List every line in the rows below that contains the word "pointed". Case counts.
--- Begin ---
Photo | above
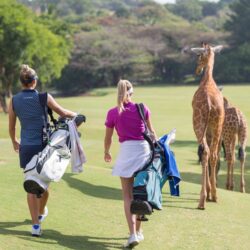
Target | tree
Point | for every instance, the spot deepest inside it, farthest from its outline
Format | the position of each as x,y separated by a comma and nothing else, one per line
188,9
24,40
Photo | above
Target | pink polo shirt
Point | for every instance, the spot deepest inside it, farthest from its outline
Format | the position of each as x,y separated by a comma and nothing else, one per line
128,124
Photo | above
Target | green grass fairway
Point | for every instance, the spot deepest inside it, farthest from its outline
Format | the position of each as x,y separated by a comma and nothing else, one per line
86,210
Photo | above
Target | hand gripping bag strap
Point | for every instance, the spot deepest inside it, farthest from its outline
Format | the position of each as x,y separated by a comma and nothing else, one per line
43,97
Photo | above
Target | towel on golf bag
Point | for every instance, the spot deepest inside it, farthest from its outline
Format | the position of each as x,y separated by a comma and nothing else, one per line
148,183
50,164
77,154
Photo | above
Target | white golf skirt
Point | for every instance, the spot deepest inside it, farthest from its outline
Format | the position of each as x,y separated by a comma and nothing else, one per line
132,157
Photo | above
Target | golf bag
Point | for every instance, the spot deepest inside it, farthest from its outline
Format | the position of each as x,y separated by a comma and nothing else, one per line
148,182
50,164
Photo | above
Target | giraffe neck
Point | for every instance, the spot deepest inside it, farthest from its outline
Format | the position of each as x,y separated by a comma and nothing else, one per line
208,74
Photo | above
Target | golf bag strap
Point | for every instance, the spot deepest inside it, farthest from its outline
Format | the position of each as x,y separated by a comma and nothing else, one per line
43,98
141,110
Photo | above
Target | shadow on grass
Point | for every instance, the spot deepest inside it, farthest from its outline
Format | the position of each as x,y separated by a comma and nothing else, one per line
87,188
53,237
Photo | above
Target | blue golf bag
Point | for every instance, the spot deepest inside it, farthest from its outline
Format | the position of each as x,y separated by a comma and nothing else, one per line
149,181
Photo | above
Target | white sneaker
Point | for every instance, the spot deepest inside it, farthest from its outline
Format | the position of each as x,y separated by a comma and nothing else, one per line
132,241
36,230
44,215
140,236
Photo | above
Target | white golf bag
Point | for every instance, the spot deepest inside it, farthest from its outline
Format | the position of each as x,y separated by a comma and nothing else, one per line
50,164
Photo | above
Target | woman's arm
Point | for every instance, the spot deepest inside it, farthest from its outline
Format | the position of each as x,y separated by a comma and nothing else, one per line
59,109
151,129
12,127
107,144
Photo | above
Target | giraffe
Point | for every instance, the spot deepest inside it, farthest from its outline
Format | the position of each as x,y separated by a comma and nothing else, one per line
208,118
234,125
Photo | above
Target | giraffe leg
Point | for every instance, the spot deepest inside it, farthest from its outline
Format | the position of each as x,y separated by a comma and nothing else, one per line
204,185
231,162
213,162
242,156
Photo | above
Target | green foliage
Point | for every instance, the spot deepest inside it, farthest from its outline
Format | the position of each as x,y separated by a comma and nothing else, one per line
39,42
188,9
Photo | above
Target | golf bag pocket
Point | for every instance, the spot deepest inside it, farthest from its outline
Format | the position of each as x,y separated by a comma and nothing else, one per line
48,165
147,188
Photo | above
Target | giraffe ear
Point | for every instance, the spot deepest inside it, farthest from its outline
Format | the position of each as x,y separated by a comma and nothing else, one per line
198,51
217,49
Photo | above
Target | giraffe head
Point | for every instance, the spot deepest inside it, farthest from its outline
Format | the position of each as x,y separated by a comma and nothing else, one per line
204,54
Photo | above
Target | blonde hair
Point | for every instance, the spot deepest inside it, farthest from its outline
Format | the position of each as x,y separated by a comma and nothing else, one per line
124,90
27,74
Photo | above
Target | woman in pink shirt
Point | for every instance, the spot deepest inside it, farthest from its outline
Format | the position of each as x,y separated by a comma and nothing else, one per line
134,150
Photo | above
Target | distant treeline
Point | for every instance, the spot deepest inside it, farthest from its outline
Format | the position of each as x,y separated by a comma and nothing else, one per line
98,42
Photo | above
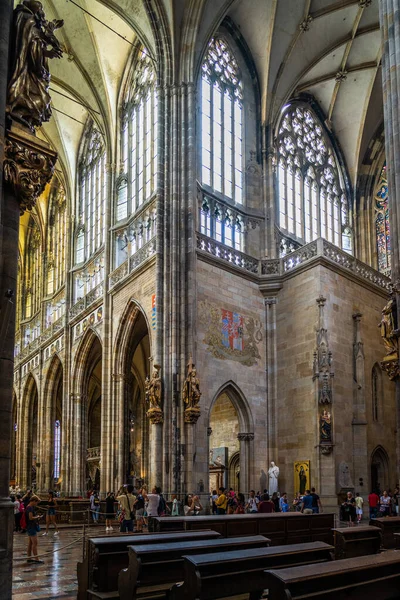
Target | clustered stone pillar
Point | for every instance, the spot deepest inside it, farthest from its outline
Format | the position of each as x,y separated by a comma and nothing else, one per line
9,223
389,14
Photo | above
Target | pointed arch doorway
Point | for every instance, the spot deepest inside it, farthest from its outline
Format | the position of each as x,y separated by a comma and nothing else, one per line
230,440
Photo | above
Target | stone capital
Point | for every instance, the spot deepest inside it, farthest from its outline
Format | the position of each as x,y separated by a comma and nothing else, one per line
28,166
269,301
245,437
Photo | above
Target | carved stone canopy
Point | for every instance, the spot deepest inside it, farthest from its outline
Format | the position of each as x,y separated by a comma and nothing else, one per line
28,166
391,367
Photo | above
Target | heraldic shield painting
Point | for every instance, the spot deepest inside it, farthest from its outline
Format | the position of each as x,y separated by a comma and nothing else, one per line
230,335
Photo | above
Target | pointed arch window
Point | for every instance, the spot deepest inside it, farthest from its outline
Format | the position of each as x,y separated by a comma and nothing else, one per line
32,269
377,392
382,226
57,449
310,189
91,196
222,121
56,244
139,139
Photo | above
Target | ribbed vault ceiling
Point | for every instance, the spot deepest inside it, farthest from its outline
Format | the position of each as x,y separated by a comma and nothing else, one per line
330,49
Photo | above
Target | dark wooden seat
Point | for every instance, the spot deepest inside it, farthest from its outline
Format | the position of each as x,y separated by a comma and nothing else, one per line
232,573
106,556
363,578
159,565
388,526
357,541
397,540
281,528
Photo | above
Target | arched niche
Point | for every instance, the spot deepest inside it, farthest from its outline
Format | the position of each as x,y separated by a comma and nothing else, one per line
132,365
380,470
230,430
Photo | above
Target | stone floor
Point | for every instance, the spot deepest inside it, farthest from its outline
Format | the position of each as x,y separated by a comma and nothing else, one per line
56,578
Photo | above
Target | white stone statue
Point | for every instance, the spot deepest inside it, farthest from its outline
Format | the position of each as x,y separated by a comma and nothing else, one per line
273,474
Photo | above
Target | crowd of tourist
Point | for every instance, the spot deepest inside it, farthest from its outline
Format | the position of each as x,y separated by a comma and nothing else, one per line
231,502
136,510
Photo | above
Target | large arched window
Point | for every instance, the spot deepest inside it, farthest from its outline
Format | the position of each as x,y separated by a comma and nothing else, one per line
382,227
311,199
222,121
56,241
139,143
32,269
91,195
--- End ---
— THE COMPLETED TASK —
Target | pointed arch doorway
Target | pointed arch window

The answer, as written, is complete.